Task item: Continue the text on the Huldschinsky Madonna from where it stops.

Text shown:
Painting by Carlo Crivelli

The Huldschinsky Madonna is a tempera-and-gold-on-panel painting by the Italian Renaissance painter Carlo Crivelli, executed c. 1460, and signed "OPVS KAROLI CRIVELLI VENETI". It is now in the San Diego Museum of Art. It is dated early in the artist's career, during or just after his stay in Padua in Francesco Squarcione's studio. There is a copy of the work with several variations signed "Opus P. Petri", who Roberto Longhi argued to be Pietro Calzetta, another Paduan School painter.

It is recorded in the Greek royal collections in Athens before passing into the Dohna-Mallmitz Collection and then the Huldschinsky Collection in Berlin, which gave it its name. In 1906 it was displayed at the Kaiser Friedrich Museum and twenty years later it was bought from the Huldschinsky Collection by Colnaghi in London and then Harding in New York before reaching its present home in 1947.

==Description and style==
The rectangular panel, probably created for private devotion, shows Mary leaning over a parapet and holding the Child who stands on it. Behind them is a rich double damask drape, red in the center (hung by a rod) and golden in the background. The Madonna at the parapet, a scheme of Flemish derivation that became popular in Italy and Venice in particular, was in fact replicated by the artist throughout his career, adding and creating new variations.

Available data:
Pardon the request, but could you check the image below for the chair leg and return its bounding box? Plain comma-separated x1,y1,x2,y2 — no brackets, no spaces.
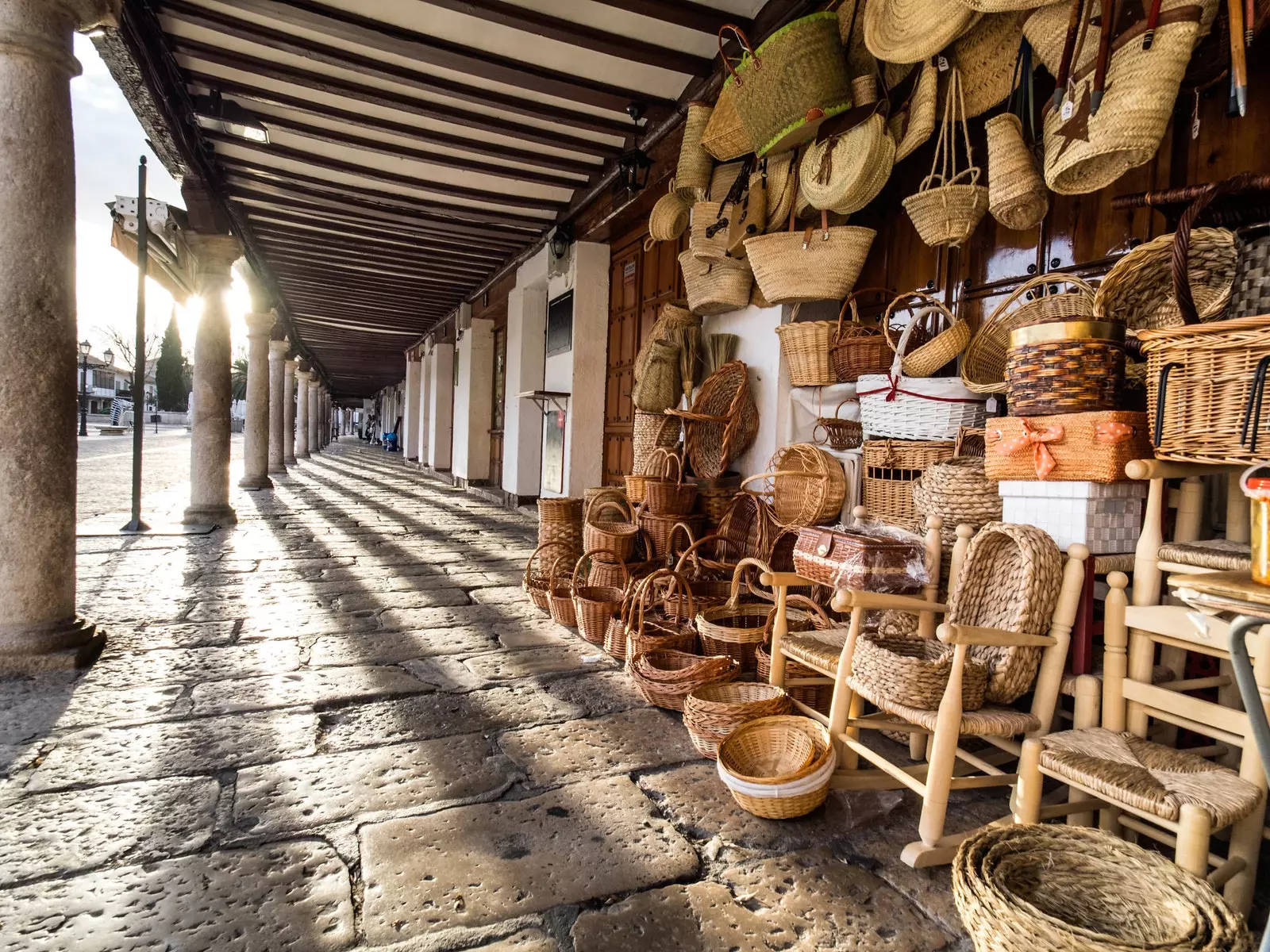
1173,804,1213,880
1014,740,1043,823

Answer to this exercise:
The Paduan heritage of the work is evident, starting from the two apples hanging high, a reminder of the original sin, up to the decorative exuberance of the gold and the composition itself, often used by the followers of Squarcione. An extremely acute realism permeates the panel, with the small still life of the closed letter in the foreground, hanging from the wooden parapet showing grain and knots.

The physical type of the absorbed Madonna shows the influence of the Florentine artists present in Padua, such as Donatello and Filippo Lippi, especially the latter in the very lively figure of the Child, who peeks carefully towards the viewer from behind the face of the Madonna. The protagonists, as in many of Crivelli's works, are Mary's hands, which delicately hold her son.

The influence of the Florentines can also be read in the perspective representation of the halos, like luminous and shiny discs suspended above the nape of the neck.